* START SOURCE DATA *

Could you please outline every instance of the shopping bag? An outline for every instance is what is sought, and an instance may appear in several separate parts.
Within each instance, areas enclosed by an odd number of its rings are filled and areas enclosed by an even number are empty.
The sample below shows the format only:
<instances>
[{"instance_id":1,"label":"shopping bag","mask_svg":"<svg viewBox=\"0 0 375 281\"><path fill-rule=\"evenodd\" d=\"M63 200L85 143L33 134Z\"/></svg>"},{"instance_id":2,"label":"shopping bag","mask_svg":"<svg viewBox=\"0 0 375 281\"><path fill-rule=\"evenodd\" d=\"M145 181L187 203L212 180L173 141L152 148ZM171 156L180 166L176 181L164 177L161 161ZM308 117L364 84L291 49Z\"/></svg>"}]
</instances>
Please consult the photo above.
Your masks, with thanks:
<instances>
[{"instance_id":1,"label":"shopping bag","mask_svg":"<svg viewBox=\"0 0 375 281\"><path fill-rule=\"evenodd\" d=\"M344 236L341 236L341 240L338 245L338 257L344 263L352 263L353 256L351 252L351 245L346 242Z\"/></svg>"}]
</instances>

* END SOURCE DATA *

**JOB**
Could you reproduce the entries from their first line through the line containing "181L187 203L212 180L173", inclusive, with "shopping bag" swapped for "tote bag" and nothing else changed?

**RESULT OF THIS TASK**
Could you please outline every instance of the tote bag? An outline for every instance is what is sought, and an instance may appear in several separate parts.
Within each instance, areas enclosed by an odd number of its rings are filled and areas enclosed by an even number are empty.
The sample below shows the format only:
<instances>
[{"instance_id":1,"label":"tote bag","mask_svg":"<svg viewBox=\"0 0 375 281\"><path fill-rule=\"evenodd\" d=\"M63 200L85 143L33 134Z\"/></svg>"},{"instance_id":2,"label":"tote bag","mask_svg":"<svg viewBox=\"0 0 375 281\"><path fill-rule=\"evenodd\" d=\"M145 181L187 203L212 180L173 141L152 148ZM171 156L180 166L176 181L164 177L161 161ZM308 117L364 84L291 49Z\"/></svg>"}]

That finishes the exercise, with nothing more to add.